#### [Instruction]
Render every entry exactly as it appears.

#### [Records for this task]
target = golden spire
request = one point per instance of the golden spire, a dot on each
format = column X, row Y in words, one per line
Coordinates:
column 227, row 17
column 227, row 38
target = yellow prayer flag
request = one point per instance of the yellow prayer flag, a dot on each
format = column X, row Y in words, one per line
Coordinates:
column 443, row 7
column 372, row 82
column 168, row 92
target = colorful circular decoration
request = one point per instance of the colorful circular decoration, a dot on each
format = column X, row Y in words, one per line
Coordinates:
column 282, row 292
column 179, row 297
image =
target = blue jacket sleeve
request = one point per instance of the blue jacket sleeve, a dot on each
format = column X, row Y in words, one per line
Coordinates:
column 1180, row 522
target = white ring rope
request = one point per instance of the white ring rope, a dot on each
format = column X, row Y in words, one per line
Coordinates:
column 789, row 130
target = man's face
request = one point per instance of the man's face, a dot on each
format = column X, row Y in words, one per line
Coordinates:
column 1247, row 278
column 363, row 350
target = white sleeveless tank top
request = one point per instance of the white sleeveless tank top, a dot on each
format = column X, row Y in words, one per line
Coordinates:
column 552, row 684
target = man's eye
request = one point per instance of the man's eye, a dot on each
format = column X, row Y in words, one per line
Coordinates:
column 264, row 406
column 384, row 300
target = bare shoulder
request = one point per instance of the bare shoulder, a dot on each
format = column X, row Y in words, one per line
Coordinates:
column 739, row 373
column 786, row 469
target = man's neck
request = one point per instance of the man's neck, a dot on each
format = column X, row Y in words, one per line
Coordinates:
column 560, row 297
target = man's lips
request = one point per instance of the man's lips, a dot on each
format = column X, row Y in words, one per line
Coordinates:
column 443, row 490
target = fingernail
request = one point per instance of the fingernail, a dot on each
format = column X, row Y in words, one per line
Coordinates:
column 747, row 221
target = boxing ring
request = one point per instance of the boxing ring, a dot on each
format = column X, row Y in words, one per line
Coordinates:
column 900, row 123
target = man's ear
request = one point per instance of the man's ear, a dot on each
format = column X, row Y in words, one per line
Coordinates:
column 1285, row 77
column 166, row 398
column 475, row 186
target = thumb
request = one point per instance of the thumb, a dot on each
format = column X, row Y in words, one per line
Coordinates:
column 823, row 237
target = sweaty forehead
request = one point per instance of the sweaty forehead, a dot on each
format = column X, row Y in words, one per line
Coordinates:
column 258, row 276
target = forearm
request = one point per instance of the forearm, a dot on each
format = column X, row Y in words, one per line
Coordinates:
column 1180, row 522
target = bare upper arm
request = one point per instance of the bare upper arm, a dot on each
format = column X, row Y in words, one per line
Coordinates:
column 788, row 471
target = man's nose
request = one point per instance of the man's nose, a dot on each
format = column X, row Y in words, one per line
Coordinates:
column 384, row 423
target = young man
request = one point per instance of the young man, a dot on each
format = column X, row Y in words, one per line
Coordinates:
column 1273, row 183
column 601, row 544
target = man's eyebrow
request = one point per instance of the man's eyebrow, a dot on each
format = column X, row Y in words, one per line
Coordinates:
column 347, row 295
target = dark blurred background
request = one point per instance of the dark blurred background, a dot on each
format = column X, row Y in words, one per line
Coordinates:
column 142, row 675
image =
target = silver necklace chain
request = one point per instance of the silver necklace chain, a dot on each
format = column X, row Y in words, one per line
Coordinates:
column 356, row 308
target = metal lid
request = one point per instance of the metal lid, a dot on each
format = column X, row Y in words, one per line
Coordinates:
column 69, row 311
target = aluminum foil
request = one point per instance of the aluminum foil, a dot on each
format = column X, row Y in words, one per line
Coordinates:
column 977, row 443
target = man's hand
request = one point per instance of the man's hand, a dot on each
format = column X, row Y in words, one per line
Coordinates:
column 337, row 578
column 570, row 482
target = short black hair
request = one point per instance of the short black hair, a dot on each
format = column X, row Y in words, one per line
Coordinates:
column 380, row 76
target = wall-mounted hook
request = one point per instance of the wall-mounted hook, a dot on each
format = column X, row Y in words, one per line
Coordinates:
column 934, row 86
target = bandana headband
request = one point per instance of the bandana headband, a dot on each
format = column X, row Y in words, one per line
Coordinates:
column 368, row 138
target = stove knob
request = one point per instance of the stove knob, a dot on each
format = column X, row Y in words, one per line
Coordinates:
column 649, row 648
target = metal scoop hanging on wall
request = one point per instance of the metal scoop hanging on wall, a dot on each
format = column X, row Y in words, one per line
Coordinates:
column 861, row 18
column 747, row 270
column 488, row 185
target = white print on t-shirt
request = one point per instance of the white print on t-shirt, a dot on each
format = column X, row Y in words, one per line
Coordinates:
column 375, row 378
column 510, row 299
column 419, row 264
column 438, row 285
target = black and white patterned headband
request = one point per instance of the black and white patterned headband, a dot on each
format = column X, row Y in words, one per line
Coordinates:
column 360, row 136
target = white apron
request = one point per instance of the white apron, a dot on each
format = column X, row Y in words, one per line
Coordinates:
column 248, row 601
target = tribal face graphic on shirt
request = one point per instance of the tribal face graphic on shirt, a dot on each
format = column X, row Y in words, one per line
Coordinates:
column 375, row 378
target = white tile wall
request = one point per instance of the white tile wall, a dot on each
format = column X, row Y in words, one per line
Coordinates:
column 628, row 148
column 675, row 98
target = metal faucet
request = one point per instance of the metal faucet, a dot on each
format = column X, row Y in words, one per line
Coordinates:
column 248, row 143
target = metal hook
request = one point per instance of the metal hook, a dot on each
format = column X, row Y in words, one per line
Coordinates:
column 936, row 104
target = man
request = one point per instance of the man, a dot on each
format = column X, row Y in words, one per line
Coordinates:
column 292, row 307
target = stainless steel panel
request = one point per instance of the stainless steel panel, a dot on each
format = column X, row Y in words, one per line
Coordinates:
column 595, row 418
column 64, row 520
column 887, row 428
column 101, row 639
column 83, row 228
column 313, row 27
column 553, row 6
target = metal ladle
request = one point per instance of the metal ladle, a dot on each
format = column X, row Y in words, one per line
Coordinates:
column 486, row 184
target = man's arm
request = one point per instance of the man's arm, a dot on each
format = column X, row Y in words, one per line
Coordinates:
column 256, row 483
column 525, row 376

#### [Answer to the problem]
target = golden spire
request = one point per instance of the golden spire, a dot on each
format = column X, row Y in words, one per line
Coordinates:
column 227, row 17
column 227, row 38
target = yellow prayer flag
request = one point per instance of the yellow prayer flag, a dot on each
format = column X, row Y in words, one per line
Coordinates:
column 443, row 7
column 372, row 82
column 168, row 92
target = colorful circular decoration
request = one point per instance of the colorful circular decoration, a dot on each
format = column X, row Y in words, one per line
Coordinates:
column 282, row 292
column 179, row 297
image =
target = blue jacket sleeve
request = one point per instance of the blue jacket sleeve, a dot on each
format = column X, row Y in words, one per line
Coordinates:
column 1180, row 522
target = white ring rope
request = one point per instance of the white ring rope, a dot on each
format = column X, row Y in words, one per line
Coordinates:
column 789, row 130
target = man's face
request = one point per instance of the man's face, a dot on each
format = column X, row Y in words, one per line
Coordinates:
column 1247, row 278
column 363, row 350
target = white sleeveless tank top
request = one point per instance of the white sleeveless tank top, a dot on each
format = column X, row Y in words, one per line
Coordinates:
column 552, row 684
target = man's eye
request = one point per instance of the man's eye, a dot on each
format = column X, row Y in words, one per line
Coordinates:
column 264, row 406
column 384, row 300
target = bare shoulder
request = one point per instance of the bare shoulder, a dot on each
format = column X, row Y in words, one per line
Coordinates:
column 739, row 373
column 786, row 469
target = man's neck
request = one point per instance of the man's neck, a dot on each
format = column X, row Y in words, one per line
Coordinates:
column 560, row 297
target = man's lips
request = one point per instance of the man's lips, a dot on each
format = column X, row Y in words, one per line
Coordinates:
column 443, row 490
target = fingernail
request = one point per instance of the fingernail, a dot on each
format = column X, row Y in words, one per line
Coordinates:
column 747, row 221
target = boxing ring
request = one point per instance of the boxing ring, a dot on each
format = column X, row Y in words, one per line
Coordinates:
column 900, row 123
target = man's ear
request = one point per instance of the man's ear, a dot on each
format = column X, row Y in words, one per line
Coordinates:
column 1285, row 77
column 166, row 398
column 475, row 186
target = thumb
request = one point per instance of the thumb, a dot on each
format = column X, row Y in words, one per line
Coordinates:
column 823, row 237
target = sweaty forehead
request = one point per instance of the sweaty forehead, a dot on each
format = column X, row Y in words, one per line
Coordinates:
column 258, row 276
target = forearm
request = one point per instance of the forearm, a dot on each
format = column X, row Y in words, one per line
Coordinates:
column 1180, row 522
target = bare upper arm
request = one point per instance of the bare upper arm, a dot on each
format = column X, row Y in words, one per line
Coordinates:
column 788, row 471
target = man's nose
request = one point per instance of the man's nose, a dot on each
format = column X, row Y in words, one per line
Coordinates:
column 384, row 423
target = young man
request = one point per instance of the young man, a dot on each
format = column X, row Y in words, one per line
Coordinates:
column 1273, row 183
column 601, row 544
target = man's eyebrow
request = one point per instance of the man's eyebrow, a dot on each
format = column X, row Y in words, one per line
Coordinates:
column 347, row 295
target = dark blurred background
request = one point per instance of the dark blurred background, a dot on each
format = column X, row Y in words, one per line
Coordinates:
column 142, row 675
image =
target = silver necklace chain
request = one point per instance of the silver necklace chain, a dot on each
format = column X, row Y in words, one per line
Coordinates:
column 356, row 308
target = metal lid
request = one point per instance of the metal lid, a dot on each
format = column X, row Y in words, one per line
Coordinates:
column 69, row 311
target = aluminum foil
request = one point per instance of the aluminum foil, a dot on each
format = column X, row Y in words, one per line
Coordinates:
column 977, row 443
target = man's hand
request = one point per instance of the man's hand, a dot on each
format = column X, row Y in words, one per line
Coordinates:
column 337, row 578
column 570, row 482
target = short black hair
request = one point per instance of the short black hair, a dot on each
format = column X, row Y in words, one per line
Coordinates:
column 380, row 76
target = wall-mounted hook
request = one point per instance of the wall-mounted hook, a dot on each
format = column X, row Y in words, one per line
Coordinates:
column 934, row 86
target = bandana headband
request = one point per instance of the bandana headband, a dot on each
format = column X, row Y in words, one per line
Coordinates:
column 368, row 138
target = stove knob
request = one point per instance of the stove knob, a dot on each
format = column X, row Y in words, one per line
Coordinates:
column 649, row 648
target = metal scoop hanging on wall
request = one point per instance of the metal scoop hanging on wall, a dot on each
format = column X, row Y in words, one per line
Coordinates:
column 861, row 18
column 747, row 270
column 488, row 185
target = white print on t-shirt
request = one point per instance of the white print on t-shirt, a dot on each
format = column X, row Y in words, one per line
Coordinates:
column 375, row 378
column 510, row 299
column 419, row 264
column 438, row 285
target = black and white patterned headband
request = one point per instance of the black and white patterned headband, a dot on each
format = column X, row Y in words, one per line
Coordinates:
column 360, row 136
target = white apron
request = one point per instance of the white apron, a dot on each
format = column X, row Y in words, one per line
Coordinates:
column 248, row 601
target = tribal face graphic on shirt
request = one point per instance of the tribal face graphic on shirt, a dot on each
format = column X, row Y in words, one per line
Coordinates:
column 375, row 378
target = white tile wall
request = one point per instance of the white tile wall, a dot on each
format = column X, row Y in words, one per line
Coordinates:
column 628, row 148
column 675, row 98
target = metal faucet
request = one point per instance of the metal faucet, a dot on each
format = column X, row Y in words, one per line
Coordinates:
column 248, row 143
target = metal hook
request = one point per instance of the metal hook, a dot on each
format = column X, row Y in words, one per line
Coordinates:
column 936, row 104
target = man
request = one point per instance of the man, a dot on each
format = column X, row Y in words, one per line
Coordinates:
column 292, row 307
target = stainless steel panel
request = one point per instance of the stainless steel panel, a dot on each
format = column X, row Y in words, one per line
Coordinates:
column 595, row 418
column 64, row 520
column 887, row 428
column 101, row 639
column 83, row 228
column 313, row 27
column 553, row 6
target = metal ladle
request = one point per instance of the metal ladle, a dot on each
format = column X, row Y in words, one per line
Coordinates:
column 486, row 184
target = man's arm
request = one point per instance of the man's arm, a dot on each
format = column X, row Y in words, one per line
Coordinates:
column 256, row 483
column 525, row 376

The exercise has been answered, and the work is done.